(SOURCE PASSAGE)
Fine-Tuning with Serverful Training Jobs (SMTJ)

Fine-Tuning with Serverful Training Jobs (SMTJ)#

This notebook demonstrates fine-tuning Amazon Nova models using SFTTrainer on serverful SageMaker Training Job instances with recipe overrides.

What you will learn#

Create an SFTTrainer with TrainingJobCompute
Use YAML recipe files with selective overrides
Inspect the resolved recipe before submission
Submit and monitor a training job
Use the low-level ModelTrainer.from_recipe() API

1. Setup#

import json
import boto3

# === Fill in your AWS resources ===
REGION = "<your-region>"  # e.g. "us-east-1"
ROLE_ARN = "<your-execution-role-arn>"
S3_BUCKET = "<your-s3-bucket>"  # e.g. "sagemaker-us-east-1-123456789012"

S3_OUTPUT_PATH = f"s3://{S3_BUCKET}/sft-smtj/output"
TRAINING_DATASET = f"s3://{S3_BUCKET}/datasets/sft_training_data.jsonl"

2. Create SFTTrainer#

Create a trainer with serverful compute (TrainingJobCompute). This provisions dedicated instances for the training job.

from sagemaker.train import SFTTrainer
from sagemaker.train.common import TrainingType
from sagemaker.core.training.configs import TrainingJobCompute

sft_trainer = SFTTrainer(
    model="amazon.nova-2-lite-v1",
    training_type=TrainingType.LORA,
    training_dataset=TRAINING_DATASET,
    s3_output_path=S3_OUTPUT_PATH,
    compute=TrainingJobCompute(
        instance_type="ml.p5.48xlarge",
        instance_count=2,
    ),
    role=ROLE_ARN,
    base_job_name="sft-smtj",
)

3. Using Recipe Overrides#

You can provide a YAML recipe file with your training configuration, then selectively override specific parameters via the overrides dict. The override takes precedence over values in the recipe file.

This is useful when you want a shared base recipe but need to experiment with specific hyperparameters (e.g., learning rate or number of epochs) without modifying the file.

Precedence order: overrides dict > recipe YAML > Hub/SDK defaults

import yaml

# Write a custom recipe YAML
recipe_config = {
    "training": {
        "learning_rate": 1e-5,
        "num_epochs": 3,
        "batch_size": 8,
        "sequence_length": 2048,
    }
}

with open("my_sft_recipe.yaml", "w") as f:
    yaml.dump(recipe_config, f)

[Records from a dataset]

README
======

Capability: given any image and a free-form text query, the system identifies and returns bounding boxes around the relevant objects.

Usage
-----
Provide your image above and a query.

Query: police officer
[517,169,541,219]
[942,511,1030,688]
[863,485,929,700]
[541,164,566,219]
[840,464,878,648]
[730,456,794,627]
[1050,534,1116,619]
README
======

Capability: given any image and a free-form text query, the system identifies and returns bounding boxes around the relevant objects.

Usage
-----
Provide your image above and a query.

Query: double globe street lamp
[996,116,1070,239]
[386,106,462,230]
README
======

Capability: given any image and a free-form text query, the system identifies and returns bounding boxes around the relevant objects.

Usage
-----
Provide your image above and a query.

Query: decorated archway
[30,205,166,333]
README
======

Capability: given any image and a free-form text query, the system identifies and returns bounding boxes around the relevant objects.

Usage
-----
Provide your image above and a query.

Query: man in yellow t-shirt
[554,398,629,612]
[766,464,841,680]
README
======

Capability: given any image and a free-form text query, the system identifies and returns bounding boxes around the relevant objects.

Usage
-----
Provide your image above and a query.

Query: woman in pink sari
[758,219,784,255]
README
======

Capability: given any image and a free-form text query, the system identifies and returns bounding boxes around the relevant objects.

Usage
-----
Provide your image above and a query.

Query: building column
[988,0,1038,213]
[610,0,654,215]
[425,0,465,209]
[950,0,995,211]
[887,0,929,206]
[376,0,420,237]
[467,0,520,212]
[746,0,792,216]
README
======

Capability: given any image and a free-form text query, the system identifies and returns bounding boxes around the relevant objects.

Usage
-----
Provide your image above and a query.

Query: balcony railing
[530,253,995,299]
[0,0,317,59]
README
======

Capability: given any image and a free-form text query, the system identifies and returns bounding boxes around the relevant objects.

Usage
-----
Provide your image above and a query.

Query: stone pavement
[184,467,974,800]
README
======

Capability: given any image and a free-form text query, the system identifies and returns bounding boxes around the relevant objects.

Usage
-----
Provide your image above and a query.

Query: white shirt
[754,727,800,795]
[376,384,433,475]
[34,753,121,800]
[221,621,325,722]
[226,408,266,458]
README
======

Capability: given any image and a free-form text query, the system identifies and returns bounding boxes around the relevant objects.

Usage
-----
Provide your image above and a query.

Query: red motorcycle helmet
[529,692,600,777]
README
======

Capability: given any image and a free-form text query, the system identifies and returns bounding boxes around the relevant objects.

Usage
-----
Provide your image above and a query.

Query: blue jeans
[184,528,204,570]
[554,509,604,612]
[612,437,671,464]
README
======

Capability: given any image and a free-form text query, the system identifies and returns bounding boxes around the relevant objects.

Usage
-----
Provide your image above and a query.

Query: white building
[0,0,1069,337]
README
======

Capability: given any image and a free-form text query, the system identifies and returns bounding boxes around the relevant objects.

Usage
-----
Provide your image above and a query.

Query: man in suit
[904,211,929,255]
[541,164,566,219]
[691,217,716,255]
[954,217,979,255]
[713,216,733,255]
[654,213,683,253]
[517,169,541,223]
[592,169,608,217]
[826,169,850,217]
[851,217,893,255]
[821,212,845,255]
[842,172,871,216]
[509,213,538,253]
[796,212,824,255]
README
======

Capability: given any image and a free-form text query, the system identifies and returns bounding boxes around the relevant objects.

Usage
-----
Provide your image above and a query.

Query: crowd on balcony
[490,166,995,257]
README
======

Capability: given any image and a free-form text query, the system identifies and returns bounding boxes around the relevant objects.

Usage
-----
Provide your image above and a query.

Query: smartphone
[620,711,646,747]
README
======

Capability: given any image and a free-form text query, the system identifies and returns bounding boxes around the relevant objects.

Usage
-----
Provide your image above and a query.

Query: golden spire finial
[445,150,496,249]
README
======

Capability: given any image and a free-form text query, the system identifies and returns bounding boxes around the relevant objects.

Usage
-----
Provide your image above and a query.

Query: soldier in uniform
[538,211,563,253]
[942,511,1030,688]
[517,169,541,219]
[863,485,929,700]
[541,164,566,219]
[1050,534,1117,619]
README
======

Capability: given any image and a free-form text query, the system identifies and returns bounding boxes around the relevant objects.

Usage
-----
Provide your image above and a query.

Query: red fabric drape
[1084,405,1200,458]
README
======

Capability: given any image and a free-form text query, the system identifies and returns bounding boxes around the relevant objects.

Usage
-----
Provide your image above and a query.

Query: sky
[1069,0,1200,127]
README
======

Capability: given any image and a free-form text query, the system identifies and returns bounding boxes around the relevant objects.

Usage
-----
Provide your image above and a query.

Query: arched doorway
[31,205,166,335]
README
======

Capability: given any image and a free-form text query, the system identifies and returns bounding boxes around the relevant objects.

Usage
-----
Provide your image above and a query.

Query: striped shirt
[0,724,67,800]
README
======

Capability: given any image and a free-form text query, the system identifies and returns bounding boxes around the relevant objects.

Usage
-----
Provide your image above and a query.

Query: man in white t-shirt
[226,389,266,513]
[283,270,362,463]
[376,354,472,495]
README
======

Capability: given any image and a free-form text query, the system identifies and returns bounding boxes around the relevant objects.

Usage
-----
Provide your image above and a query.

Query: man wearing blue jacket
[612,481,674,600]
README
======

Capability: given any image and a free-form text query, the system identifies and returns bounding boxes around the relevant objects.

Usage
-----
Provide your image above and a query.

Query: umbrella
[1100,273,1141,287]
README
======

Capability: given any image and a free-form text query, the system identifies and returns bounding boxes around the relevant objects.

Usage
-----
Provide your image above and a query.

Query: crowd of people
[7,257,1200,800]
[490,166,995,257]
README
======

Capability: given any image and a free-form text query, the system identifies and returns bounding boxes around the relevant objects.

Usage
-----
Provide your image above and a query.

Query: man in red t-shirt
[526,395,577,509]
* * *
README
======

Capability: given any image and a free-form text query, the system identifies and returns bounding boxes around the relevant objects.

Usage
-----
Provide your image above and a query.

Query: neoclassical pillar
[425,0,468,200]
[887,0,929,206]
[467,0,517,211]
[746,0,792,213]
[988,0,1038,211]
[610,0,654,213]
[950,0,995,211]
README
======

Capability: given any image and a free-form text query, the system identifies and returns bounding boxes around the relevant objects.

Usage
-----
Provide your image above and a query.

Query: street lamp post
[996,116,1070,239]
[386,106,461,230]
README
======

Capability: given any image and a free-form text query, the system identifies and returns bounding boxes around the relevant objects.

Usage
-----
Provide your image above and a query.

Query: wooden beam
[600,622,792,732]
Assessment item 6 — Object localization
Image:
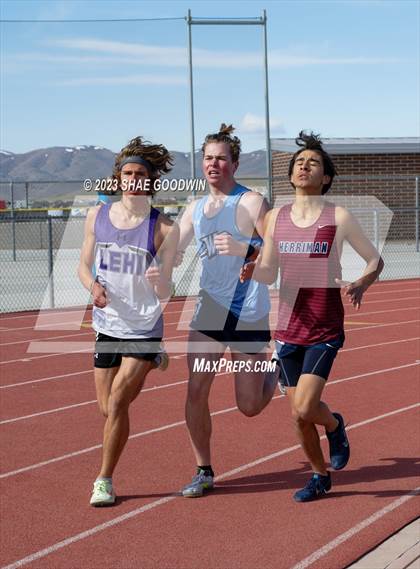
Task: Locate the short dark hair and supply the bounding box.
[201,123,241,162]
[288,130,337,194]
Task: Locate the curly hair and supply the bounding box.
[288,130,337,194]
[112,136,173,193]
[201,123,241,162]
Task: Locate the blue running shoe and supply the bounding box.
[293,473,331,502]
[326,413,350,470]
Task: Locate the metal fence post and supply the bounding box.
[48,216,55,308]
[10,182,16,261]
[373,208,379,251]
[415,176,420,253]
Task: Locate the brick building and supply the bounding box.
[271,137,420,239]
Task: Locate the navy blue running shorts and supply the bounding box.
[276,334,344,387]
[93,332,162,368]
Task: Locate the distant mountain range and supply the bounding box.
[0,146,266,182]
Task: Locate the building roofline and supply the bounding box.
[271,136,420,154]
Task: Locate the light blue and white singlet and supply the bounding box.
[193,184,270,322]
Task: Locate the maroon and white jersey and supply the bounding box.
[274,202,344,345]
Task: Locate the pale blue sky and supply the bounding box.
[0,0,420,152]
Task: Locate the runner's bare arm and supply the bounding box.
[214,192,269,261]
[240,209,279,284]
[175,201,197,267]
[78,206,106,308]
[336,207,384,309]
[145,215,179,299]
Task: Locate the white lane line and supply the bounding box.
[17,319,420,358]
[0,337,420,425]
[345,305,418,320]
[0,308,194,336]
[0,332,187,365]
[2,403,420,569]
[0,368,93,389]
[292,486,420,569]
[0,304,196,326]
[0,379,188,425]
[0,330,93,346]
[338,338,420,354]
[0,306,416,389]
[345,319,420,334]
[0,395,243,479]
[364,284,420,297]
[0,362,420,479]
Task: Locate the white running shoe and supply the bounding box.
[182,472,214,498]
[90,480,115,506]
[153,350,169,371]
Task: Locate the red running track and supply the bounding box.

(EXERCISES TO COMPLETE)
**a)** In the records, rewrite the lines starting at the one containing "Task: Locate the blue" and ending at the one containing "[271,137,420,239]", swapping "supply" for "give" and leaving everything else unchanged.
**b)** Write the next part of the guide to fine-tuning Amazon Nova models with serverful SageMaker training jobs, picking up right after its final line.

(ANSWERS TO THE EXERCISE)
**a)**
Task: Locate the blue running shoe and give the bounding box.
[293,473,331,502]
[326,413,350,470]
Task: Locate the metal fence post and give the bounding box.
[48,216,55,308]
[10,182,16,261]
[373,208,379,251]
[415,176,420,253]
Task: Locate the brick building and give the bounding box.
[271,137,420,239]

**b)**
print("Recipe file contents:")
print(yaml.dump(recipe_config, default_flow_style=False))

# Create trainer with recipe + overrides
# Here we override learning_rate (1e-5 -> 5e-6) and num_epochs (3 -> 5)
# from the recipe file above, while keeping batch_size and sequence_length unchanged
sft_trainer_with_recipe = SFTTrainer(
    model="amazon.nova-2-lite-v1",
    training_type=TrainingType.LORA,
    training_dataset=TRAINING_DATASET,
    s3_output_path=S3_OUTPUT_PATH,
    compute=TrainingJobCompute(
        instance_type="ml.p5.48xlarge",
        instance_count=2,
    ),
    role=ROLE_ARN,
    recipe="my_sft_recipe.yaml",
    overrides={"training_config": {"learning_rate": 5e-6, "num_epochs": 5}},
    base_job_name="sft-recipe-override-smtj",
)

# Inspect the resolved recipe to confirm overrides were applied
resolved = sft_trainer_with_recipe.get_resolved_recipe()
print("Resolved training_config:")
print(json.dumps(resolved.get("training_config", resolved), indent=2))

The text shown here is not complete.